■ **Extract provided**:
On January 6, 2012, Mancera resigned as attorney general to become candidate for the Head of Government in the 2012 election. Jesús Rodríguez Almeida took his place as Attorney General.[21] On January 8, Mancera registered as a precandidate for Mayor of Mexico City, as a member of the PRD.[22] On January 19, he became the official Party of the Democratic Revolution (PRD) candidate for Mayor of Mexico City, running against Alejandra Barrales, Gerardo Fernández Noroña, Martí Batres and Joel Ortega Cuevas, representing the leftist Progressive Movement coalition, which is formed by the PRD party, the Labor Party, and the Citizen's Movement Party.[23][24] The adversaries of Mancera were Beatriz Paredes Rangel, for the Commitment to Mexico coalition, an alliance of political parties Institutional Revolutionary Party (PRI) and Ecologist Green Party of Mexico (PVEM),[25] Isabel Miranda de Wallace for the National Action Party (PAN),[26] and Rosario Guerra for the New Alliance Party (PANAL).[27] According to surveys made in late January, Mancera was between 18 and 30 points ahead of Paredes.[28] However, the following month, electoral preferences that favored him decreased by nine points.[29] Electoral preference for Mancera then increased from 36% in March to 41% in April in an El Universal daily poll.[30] In May, Mancera favorability increased to 57.5%;[31] in the same month, Adolfo Hellmund, Luis Mandoki, and Costa Bonino, in the house of Luis Creel,[32] borrowed six million dollars on behalf of Mancera and López Obrador, but both politicians disassociated themselves from the incident,[33] and Mancera filed a complaint against the people responsible for using his name without authorization with the Attorney General of Mexico City.[32]

Logo of a black-and-white sculpture, El Ángel. It is a victory symbol personified by an upper naked angel wearing a long skirt. She holds a laurel wreath with her right hand. Below her image, two golden wings are displayed. The slogan "Ciudad de México" is written in black capital letters, with the word "México" bolded, and below the slogan "Decidiendo Juntos" with the same pattern. The whole image is located inside a gray squircle.

■ **Dataset excerpts**:
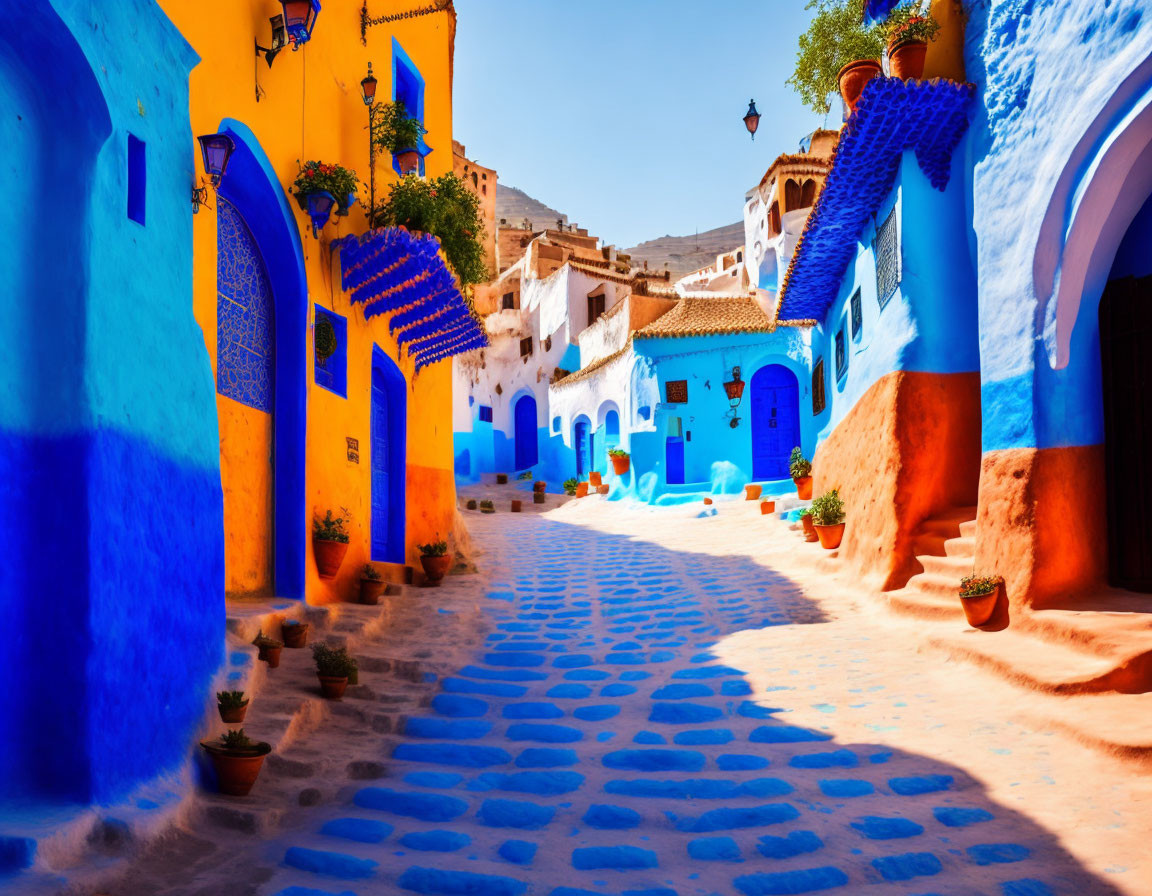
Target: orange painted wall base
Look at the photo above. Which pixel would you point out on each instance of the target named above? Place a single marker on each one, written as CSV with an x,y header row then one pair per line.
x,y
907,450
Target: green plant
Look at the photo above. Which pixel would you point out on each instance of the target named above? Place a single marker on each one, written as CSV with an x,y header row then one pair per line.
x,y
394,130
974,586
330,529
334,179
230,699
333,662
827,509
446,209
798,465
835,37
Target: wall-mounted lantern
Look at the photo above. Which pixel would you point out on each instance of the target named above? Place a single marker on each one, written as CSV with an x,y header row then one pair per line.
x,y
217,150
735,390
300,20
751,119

■ **Aim 1**: Name each person the text on Mancera's 2012 campaign identifies as one of his adversaries in the election.
■ **Aim 2**: Write out the rows from the line holding "Target: green plant" through the last line of the rows, inclusive.

■ **Written response 1**:
Beatriz Paredes Rangel
Isabel Miranda de Wallace
Rosario Guerra

■ **Written response 2**:
Target: green plant
Look at the photo above. Which pixel would you point out on each instance of the target named above? Place a single marker on each one, written as CSV with an x,y header row then one pair per line.
x,y
394,130
974,586
330,529
334,179
230,699
333,662
827,509
446,209
798,465
835,37
Target: wall-mounted lantern
Look at the photo above. Which pixel would you point out on each instance of the target named above? Place a single marker on each one, written as CSV with an x,y header row then one pair per line.
x,y
217,150
735,390
300,20
751,119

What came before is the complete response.